Challenge »
Edit the lines from the one containing "taillight, that would help a great deal." through the end of the records. Replace "outline" with "boundary" and leave all other text unchanged.
=== Material supplied ===
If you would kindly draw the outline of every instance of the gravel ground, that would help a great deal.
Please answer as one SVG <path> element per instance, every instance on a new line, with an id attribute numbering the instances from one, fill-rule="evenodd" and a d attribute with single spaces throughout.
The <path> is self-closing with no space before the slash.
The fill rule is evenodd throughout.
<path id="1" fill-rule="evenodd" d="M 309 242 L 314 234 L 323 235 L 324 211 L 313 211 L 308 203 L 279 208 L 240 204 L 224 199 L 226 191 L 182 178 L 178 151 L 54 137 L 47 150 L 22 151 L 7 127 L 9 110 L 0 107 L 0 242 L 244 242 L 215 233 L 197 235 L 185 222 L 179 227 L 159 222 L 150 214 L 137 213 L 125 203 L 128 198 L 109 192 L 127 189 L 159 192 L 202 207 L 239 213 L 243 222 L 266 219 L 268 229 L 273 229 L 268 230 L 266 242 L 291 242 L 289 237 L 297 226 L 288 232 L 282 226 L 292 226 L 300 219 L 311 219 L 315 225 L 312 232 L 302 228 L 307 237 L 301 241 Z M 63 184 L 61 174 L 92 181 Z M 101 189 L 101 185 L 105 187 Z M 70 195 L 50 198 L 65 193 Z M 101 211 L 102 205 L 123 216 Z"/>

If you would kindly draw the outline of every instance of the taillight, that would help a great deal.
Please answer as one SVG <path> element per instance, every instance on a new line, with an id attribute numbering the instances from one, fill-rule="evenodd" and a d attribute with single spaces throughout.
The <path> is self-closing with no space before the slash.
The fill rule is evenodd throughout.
===
Exercise solution »
If you would kindly draw the boundary of every instance of the taillight, that would help a great deal.
Please answer as one SVG <path> element per instance, every instance on a new line, with an id attribute numbering the instances from one, fill-rule="evenodd" and a d attribute with single spaces throughout.
The <path> is self-closing with no space before the slash.
The fill rule is evenodd throughout.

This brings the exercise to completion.